▶ **Object location annotation data**
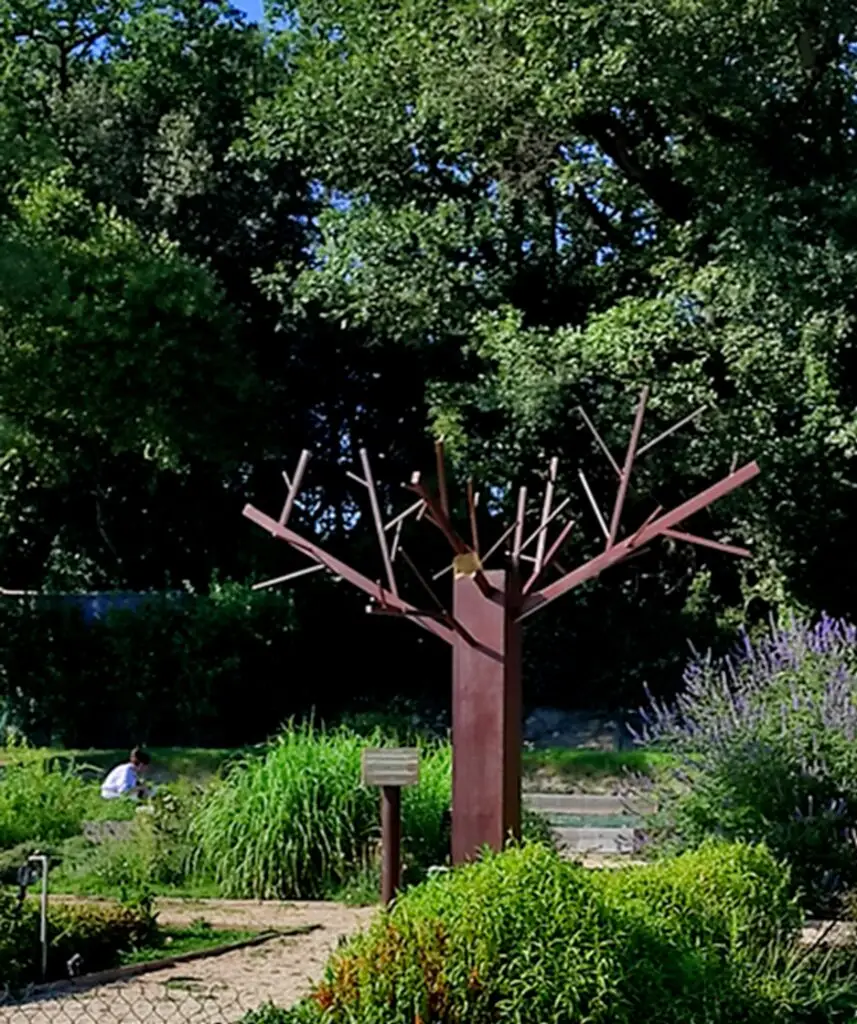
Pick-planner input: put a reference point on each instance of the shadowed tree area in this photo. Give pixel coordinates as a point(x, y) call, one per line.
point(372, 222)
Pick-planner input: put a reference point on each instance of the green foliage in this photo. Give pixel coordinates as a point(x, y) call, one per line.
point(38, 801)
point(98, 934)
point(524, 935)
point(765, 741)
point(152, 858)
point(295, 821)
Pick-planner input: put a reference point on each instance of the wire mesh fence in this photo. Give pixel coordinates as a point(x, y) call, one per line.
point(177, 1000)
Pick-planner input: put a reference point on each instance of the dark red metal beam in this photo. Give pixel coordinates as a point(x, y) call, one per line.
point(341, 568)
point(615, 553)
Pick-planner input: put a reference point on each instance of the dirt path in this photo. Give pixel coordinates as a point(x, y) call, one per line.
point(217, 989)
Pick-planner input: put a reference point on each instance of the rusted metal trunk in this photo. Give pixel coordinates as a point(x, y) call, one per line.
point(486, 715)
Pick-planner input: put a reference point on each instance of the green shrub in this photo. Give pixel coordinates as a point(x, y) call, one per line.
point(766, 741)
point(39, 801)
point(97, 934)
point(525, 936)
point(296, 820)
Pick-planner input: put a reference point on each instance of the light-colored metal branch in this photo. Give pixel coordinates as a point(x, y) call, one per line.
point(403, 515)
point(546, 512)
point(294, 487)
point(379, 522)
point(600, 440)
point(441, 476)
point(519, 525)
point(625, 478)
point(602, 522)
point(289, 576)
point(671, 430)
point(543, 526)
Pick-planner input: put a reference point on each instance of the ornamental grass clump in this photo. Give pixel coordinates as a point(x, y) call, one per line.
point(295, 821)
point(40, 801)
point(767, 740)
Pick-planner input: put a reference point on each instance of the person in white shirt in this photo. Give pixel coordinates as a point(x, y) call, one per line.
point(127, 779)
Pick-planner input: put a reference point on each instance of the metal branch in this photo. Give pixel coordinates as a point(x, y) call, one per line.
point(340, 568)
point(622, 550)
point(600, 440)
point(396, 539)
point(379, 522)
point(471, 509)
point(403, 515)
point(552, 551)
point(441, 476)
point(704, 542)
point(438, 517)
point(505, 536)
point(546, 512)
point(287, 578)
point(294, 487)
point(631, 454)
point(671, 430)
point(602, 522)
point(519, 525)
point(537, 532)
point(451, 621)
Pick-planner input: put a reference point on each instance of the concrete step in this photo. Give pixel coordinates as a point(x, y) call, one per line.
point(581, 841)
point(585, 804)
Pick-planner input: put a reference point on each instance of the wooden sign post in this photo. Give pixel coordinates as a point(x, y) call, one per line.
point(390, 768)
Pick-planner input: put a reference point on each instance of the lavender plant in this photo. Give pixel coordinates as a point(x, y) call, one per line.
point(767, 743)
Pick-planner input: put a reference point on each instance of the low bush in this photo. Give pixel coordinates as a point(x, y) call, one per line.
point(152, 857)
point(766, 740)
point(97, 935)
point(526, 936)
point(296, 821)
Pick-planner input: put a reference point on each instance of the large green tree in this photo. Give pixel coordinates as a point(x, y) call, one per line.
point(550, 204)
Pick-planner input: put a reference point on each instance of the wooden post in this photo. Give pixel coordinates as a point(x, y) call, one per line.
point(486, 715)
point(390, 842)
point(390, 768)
* * *
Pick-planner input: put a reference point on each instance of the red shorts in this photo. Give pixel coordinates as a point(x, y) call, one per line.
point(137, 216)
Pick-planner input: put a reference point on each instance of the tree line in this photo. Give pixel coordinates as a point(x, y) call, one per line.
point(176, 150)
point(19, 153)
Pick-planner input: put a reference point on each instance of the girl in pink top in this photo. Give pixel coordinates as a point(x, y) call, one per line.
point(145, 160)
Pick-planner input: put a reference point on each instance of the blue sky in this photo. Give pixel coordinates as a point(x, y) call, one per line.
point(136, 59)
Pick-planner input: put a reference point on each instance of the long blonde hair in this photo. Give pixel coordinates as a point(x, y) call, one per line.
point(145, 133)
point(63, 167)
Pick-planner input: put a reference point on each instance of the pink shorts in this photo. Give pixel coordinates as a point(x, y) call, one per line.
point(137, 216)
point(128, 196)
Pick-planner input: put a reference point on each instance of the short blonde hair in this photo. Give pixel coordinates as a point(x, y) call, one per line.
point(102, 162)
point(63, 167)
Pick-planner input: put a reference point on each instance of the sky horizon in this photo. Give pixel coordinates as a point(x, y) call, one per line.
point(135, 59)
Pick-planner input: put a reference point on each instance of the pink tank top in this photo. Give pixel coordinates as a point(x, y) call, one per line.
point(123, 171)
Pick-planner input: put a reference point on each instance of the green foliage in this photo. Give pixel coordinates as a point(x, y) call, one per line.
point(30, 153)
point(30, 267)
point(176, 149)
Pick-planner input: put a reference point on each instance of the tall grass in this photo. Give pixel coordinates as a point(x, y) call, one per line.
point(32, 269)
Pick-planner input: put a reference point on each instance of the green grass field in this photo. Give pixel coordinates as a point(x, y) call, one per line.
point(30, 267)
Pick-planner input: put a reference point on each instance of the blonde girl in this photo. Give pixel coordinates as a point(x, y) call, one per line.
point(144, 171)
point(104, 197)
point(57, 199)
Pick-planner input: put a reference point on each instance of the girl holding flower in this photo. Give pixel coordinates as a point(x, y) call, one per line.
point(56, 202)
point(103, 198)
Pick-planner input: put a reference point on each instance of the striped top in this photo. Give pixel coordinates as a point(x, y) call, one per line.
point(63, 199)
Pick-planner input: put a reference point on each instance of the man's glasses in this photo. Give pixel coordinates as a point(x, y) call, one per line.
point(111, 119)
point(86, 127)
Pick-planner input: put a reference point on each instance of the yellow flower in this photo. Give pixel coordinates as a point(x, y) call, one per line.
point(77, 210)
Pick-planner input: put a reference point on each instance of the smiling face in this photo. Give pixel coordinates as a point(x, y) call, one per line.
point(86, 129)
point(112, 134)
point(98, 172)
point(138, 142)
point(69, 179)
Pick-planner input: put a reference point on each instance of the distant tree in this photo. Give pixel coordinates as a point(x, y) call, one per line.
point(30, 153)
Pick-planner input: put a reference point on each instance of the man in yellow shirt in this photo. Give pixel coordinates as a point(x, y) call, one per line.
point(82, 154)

▶ **The task**
Copy out, word for word, the run of record lines that begins with the line containing "of the tree" and ends with the line containing "point(128, 196)", including both of those lines.

▶ **The output**
Pick-planner input: put a reference point on each instance of the tree line in this photo. Give pixel coordinates as a point(x, y) call, one per line.
point(176, 150)
point(19, 153)
Pick-planner input: put a reference point on each instance of the girl in pink top in this photo. Give pixel coordinates as a point(x, y) call, one per line.
point(145, 160)
Pick-planner input: put a reference point on each instance of the blue sky in this photo. Give pixel coordinates as a point(x, y) call, one per line.
point(136, 59)
Pick-planner input: put a reference point on each instance of the long blonde hair in this photo. Give pixel coordinates as a point(x, y) call, one per line.
point(145, 133)
point(63, 167)
Pick-planner input: put a reference point on each instance of the pink shorts in this photo. Give pixel coordinates as a point(x, y) call, one per line.
point(137, 216)
point(128, 196)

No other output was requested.